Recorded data
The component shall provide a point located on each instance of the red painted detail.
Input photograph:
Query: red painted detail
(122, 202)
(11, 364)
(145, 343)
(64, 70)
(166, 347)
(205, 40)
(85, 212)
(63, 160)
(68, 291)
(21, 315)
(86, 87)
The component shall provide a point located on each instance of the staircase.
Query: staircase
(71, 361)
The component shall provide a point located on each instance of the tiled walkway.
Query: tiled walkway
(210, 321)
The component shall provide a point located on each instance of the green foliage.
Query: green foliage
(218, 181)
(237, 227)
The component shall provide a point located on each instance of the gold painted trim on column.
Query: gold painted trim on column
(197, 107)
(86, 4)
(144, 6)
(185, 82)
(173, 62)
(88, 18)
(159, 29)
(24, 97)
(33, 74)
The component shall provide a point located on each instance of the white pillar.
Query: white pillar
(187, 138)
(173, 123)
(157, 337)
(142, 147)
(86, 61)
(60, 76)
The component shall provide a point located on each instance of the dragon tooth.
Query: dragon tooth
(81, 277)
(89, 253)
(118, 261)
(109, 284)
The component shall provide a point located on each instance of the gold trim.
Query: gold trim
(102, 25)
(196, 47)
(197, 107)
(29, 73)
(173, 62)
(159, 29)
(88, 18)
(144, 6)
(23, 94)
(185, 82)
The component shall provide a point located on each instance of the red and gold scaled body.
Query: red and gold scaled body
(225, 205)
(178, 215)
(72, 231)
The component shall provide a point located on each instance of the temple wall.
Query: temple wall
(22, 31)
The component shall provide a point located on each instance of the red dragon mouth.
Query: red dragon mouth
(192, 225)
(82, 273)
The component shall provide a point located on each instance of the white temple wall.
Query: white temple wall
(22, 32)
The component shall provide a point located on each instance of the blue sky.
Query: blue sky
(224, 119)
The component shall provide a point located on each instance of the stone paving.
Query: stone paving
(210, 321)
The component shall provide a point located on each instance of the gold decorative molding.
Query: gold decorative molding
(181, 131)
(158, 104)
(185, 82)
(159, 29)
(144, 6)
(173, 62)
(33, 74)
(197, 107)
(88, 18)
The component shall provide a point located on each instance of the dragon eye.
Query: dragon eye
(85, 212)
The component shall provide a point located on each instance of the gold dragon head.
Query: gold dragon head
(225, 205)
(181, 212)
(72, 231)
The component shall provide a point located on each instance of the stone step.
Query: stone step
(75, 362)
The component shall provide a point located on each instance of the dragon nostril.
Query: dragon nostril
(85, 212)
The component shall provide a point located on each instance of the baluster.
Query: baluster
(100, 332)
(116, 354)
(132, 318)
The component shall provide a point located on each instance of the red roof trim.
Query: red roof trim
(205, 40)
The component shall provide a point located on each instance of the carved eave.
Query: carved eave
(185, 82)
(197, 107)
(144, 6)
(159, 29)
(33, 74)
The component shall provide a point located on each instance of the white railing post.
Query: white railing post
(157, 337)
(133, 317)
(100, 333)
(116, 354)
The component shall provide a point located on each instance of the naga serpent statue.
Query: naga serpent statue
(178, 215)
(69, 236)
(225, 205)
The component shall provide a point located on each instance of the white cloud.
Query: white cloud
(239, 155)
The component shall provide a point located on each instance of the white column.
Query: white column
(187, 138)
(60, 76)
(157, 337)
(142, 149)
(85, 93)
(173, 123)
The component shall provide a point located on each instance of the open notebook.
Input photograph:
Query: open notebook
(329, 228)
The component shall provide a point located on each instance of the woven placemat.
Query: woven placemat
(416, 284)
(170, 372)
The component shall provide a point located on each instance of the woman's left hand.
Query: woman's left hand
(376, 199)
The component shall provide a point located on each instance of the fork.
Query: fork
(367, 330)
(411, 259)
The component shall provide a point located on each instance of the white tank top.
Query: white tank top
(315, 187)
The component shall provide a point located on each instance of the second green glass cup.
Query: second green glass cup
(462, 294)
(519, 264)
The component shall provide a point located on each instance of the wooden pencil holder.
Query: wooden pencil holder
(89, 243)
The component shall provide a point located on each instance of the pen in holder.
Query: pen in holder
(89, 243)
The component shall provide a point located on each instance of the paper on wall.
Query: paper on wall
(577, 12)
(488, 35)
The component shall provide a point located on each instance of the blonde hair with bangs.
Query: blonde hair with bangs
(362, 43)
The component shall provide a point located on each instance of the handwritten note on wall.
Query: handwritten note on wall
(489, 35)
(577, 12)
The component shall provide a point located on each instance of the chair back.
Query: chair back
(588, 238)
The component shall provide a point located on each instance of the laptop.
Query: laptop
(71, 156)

_The task_. Copy out every one of the entries above again, unchanged.

_Task answer_.
The component shall provide a point located on each instance of the red painted detail.
Input photograph:
Query: red painted detail
(122, 202)
(11, 364)
(145, 343)
(64, 70)
(166, 347)
(205, 40)
(85, 212)
(63, 160)
(68, 291)
(21, 315)
(86, 87)
The component shall provide a point located on each instance of the staircase.
Query: staircase
(71, 361)
The component shall provide a point located on each instance of the tiled walkway.
Query: tiled walkway
(210, 321)
The component shall provide a point located on each instance of the green foliage.
Query: green foliage
(218, 181)
(237, 227)
The component shall provide a point located on each instance of the gold painted trim on column.
Query: gold painted trim on column
(197, 107)
(86, 4)
(144, 6)
(185, 82)
(173, 62)
(88, 18)
(159, 29)
(24, 97)
(33, 74)
The component shall provide a point located on each instance of the white pillar.
Query: white pillar
(187, 138)
(173, 123)
(157, 337)
(142, 147)
(86, 61)
(60, 76)
The component shall provide a point located on each instance of the dragon tooth.
Query: dragon tooth
(81, 277)
(89, 253)
(118, 261)
(109, 284)
The component shall provide a point located on each instance of the gold trim.
Query: gold trim
(102, 25)
(196, 47)
(197, 107)
(29, 73)
(173, 62)
(159, 29)
(88, 18)
(144, 6)
(23, 94)
(185, 82)
The component shall provide a point located on each instance of the red and gold scaled body.
Query: red and gold scaled body
(225, 205)
(178, 215)
(72, 231)
The component shall provide a point located on each instance of the temple wall.
Query: temple wall
(22, 31)
The component shall provide a point located on each instance of the red dragon mouth.
Query: red dragon mouth
(192, 225)
(82, 273)
The component shall provide a point located on each instance of the white temple wall.
Query: white temple wall
(22, 32)
The component shall provide a point located on each instance of the blue sky.
Query: blue sky
(224, 119)
The component shall provide a point located on each instance of the stone paving.
Query: stone paving
(210, 321)
The component shall provide a point located on each instance of the gold decorative molding.
Query: gold decorative molding
(181, 131)
(158, 104)
(185, 82)
(159, 29)
(144, 6)
(173, 62)
(33, 74)
(197, 107)
(88, 18)
The component shall provide a point located on each instance of the dragon eye.
Query: dragon eye
(85, 212)
The component shall provide a point located on each instance of the gold dragon head.
Query: gold dragon head
(225, 205)
(181, 212)
(72, 231)
The component shall provide a point located on each instance of the stone step.
Query: stone step
(75, 362)
The component shall provide a point located on each instance of the dragon nostril.
Query: dragon nostril
(85, 212)
The component shall provide a point located on each instance of the baluster.
Query: baluster
(100, 332)
(116, 354)
(132, 318)
The component shall provide a point located on each instance of the red roof trim.
Query: red roof trim
(205, 40)
The component shall provide a point located on each instance of the carved eave.
Query: carved eave
(185, 82)
(197, 107)
(144, 6)
(159, 29)
(33, 74)
The component shall provide a point located on each instance of the white railing post.
Query: white railing post
(157, 337)
(133, 317)
(100, 333)
(116, 354)
The component shall provide a point located on each instance of the naga serpent statue.
Query: naga serpent statue
(178, 215)
(69, 236)
(225, 205)
The component shall provide a point located on each instance of the white cloud.
Query: white cloud
(239, 155)
The component shall provide a point located on each instance of the white column.
Query: white column
(187, 138)
(60, 76)
(157, 337)
(142, 149)
(85, 93)
(173, 123)
The component shall provide a point located on each instance of the open notebook.
Input photograph:
Query: open notebook
(329, 228)
The component shall provide a point located on each instance of the woven placemat.
Query: woven placemat
(416, 284)
(170, 372)
The component shall provide a point located on each instance of the woman's left hand.
Query: woman's left hand
(376, 199)
The component shall provide a point located on each instance of the fork.
Query: fork
(367, 330)
(411, 259)
The component shall provide a point located on each instance of the white tank top.
Query: white tank top
(315, 187)
The component shall provide a point located on each instance of the second green glass cup.
Query: second green glass cup
(462, 294)
(519, 264)
The component shall provide a point located on each instance of the wooden pencil holder.
Query: wooden pencil holder
(89, 243)
The component shall provide a point located on each instance of the pen in holder.
Query: pen in holder
(89, 243)
The component shall provide a point located on each instance of the paper on wall.
Query: paper on wall
(577, 12)
(488, 35)
The component shall provide a point located on each instance of the blonde hair with bangs.
Query: blonde hair with bangs
(362, 43)
The component shall provide a point located on each instance of the handwritten note on wall.
Query: handwritten note on wall
(489, 35)
(577, 12)
The component shall provide a point located on each instance of the chair back.
Query: chair back
(588, 238)
The component shall provide a point located on each instance of the laptop.
Query: laptop
(71, 156)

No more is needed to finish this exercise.